*AIM OF THE TASK*:
Please quote the SUSFANS summary word for word from "3. EU food consumption" to "and food products.".

SUSFANS major findings:
1. An integrated assessment of the sustainability performance of the EU food system should include nutrition & health, and social, economic and environmental sustainability domains. Sustainability of the EU food system requires: balanced and sufficient diets, reduced environmental impact, equitable outcomes and conditions and viable agri-food business. See figure 1.
2. The sustainability performance of EU food system is qualified as “insufficiently future-proof"" (Figure 1). Diets in the EU have to become more environmentally and economically sustainable, as well as more healthy and nutritious. The environmental imprint of EU food production systems is too large –although EU ranks high in a global comparison of technical efficiency.
3. EU food consumption and production reveals nutrition and environment trade-offs. If Europeans would consume 200 kCal less energy from food, it will reduce diet-related disease burdens and possibly 9-10% of global land use and greenhouse gas emissions from the diet. Impacts in the EU are much smaller due to international trade in agriculture and food products.
4. Economic sustainability and social justice are under pressure in the EU food system. For many dimensions of equity and social justice, policy information is on the performance of food systems in the EU is missing.
5. Transformation: Agenda 2030 provides opportunities for moving the EU food system from quantity-driven to quality-driven. In an ageing and wealthier future Europe, new windows appear for sustainable food supply and diets. This provides opportunities for a systems transformation involving food consumption, distribution, trade and production in the EU.
SUSFANS main policy recommendations:
• Develop an EU policy protocol to monitor the health and sustainability impact of food consumption and intake.
• Better enable market decisions that support a transformation to sustainable and healthier food supply and consumption
• Employ intervention strategies which involve experimentation, market intervention and social innovations. Instruments with impact on consumption and production should be combined and maintained long term.
• Reconnect different policies, under an aligned multi-level and multi-dimensional food policy framework in the EU and Member States for a sustainable Europe.
The SUSFANS framework can enable evidence-based decision-making on such integrated food visions and policies, and support the direction of R&I and international collaboration needed to implement such policies.

*RAW DATA*:
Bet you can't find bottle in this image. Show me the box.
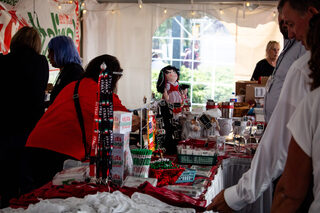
[230,92,237,102]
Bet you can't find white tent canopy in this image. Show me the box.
[83,0,282,109]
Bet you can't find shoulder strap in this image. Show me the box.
[73,80,89,159]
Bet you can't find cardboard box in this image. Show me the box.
[113,111,132,134]
[245,84,266,102]
[236,81,258,95]
[111,133,133,185]
[260,76,269,86]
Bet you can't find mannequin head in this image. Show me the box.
[157,65,180,93]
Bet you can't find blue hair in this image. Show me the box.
[48,36,81,67]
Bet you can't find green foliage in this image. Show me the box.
[180,65,192,82]
[213,85,234,102]
[192,84,211,103]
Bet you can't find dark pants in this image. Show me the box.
[272,175,314,213]
[0,133,28,208]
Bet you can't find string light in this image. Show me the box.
[138,0,142,9]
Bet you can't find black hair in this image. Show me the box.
[83,54,123,91]
[307,14,320,90]
[157,65,180,93]
[179,84,190,90]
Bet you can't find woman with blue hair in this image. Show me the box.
[48,36,84,104]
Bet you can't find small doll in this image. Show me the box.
[203,117,220,138]
[180,84,191,112]
[157,65,183,107]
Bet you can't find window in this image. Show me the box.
[152,16,235,108]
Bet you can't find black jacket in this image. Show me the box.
[0,47,49,134]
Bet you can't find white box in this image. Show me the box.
[113,111,132,134]
[111,133,133,185]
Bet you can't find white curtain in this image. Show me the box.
[83,0,282,109]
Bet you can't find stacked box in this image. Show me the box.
[236,81,258,95]
[111,133,133,185]
[113,111,132,134]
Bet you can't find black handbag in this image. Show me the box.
[73,80,90,161]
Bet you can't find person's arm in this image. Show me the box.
[250,62,261,81]
[271,138,312,213]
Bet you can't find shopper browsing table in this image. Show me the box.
[0,27,49,207]
[272,14,320,213]
[251,41,280,81]
[207,0,320,212]
[48,36,84,104]
[263,4,306,123]
[22,55,138,193]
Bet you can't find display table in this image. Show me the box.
[205,158,272,213]
[5,147,272,213]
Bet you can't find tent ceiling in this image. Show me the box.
[97,0,278,4]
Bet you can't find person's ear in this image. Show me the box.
[308,7,319,15]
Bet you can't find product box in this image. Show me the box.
[111,133,133,185]
[236,81,258,95]
[113,111,132,134]
[245,84,266,102]
[260,76,269,86]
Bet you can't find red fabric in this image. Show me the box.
[149,168,185,187]
[139,181,207,212]
[26,78,128,160]
[10,182,118,208]
[10,182,206,212]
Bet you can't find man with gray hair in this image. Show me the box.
[207,0,320,212]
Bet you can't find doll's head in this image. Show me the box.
[179,84,190,97]
[157,65,180,93]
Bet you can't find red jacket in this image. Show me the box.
[26,78,128,160]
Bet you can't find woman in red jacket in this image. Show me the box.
[22,55,138,193]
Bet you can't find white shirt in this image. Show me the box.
[224,51,311,210]
[264,39,306,123]
[287,88,320,212]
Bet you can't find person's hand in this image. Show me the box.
[206,190,233,213]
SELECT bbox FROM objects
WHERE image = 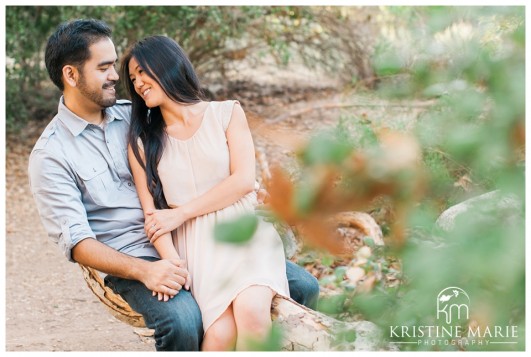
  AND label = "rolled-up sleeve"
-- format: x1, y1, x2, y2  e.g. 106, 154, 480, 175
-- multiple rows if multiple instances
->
28, 150, 96, 262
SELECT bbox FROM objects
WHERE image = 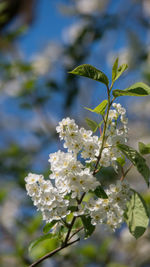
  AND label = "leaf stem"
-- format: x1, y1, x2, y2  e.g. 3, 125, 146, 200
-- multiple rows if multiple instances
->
29, 238, 80, 267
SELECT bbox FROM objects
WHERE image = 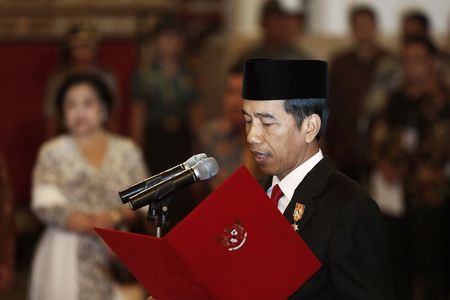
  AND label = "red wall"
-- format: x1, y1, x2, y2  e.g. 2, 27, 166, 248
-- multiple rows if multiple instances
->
0, 41, 136, 203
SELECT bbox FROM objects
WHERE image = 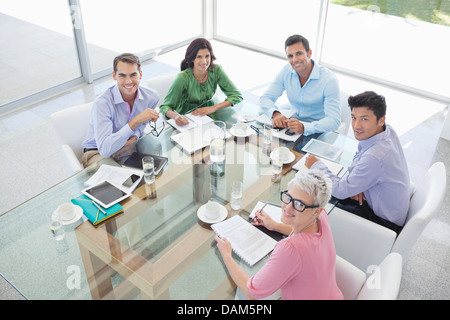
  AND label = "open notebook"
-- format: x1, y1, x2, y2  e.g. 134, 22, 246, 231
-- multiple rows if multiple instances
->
292, 153, 347, 176
211, 215, 277, 267
167, 113, 214, 132
170, 125, 231, 154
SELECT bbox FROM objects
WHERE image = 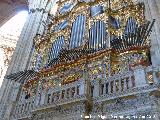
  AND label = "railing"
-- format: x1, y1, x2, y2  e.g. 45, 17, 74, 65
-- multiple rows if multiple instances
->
35, 80, 86, 110
15, 67, 160, 118
91, 67, 160, 102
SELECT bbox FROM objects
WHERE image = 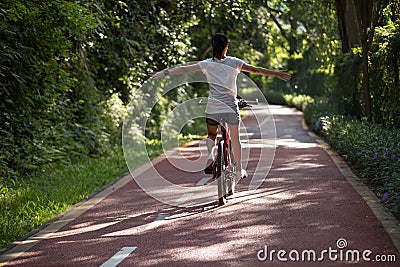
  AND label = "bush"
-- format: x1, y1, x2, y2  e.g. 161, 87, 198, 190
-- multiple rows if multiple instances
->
303, 99, 337, 134
321, 116, 400, 218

*RESULT FOR THIS TASK*:
3. EU food consumption and production reveals nutrition and environment trade-offs. If Europeans would consume 200 kCal less energy from food, it will reduce diet-related disease burdens and possibly 9-10% of global land use and greenhouse gas emissions from the diet. Impacts in the EU are much smaller due to international trade in agriculture and food products.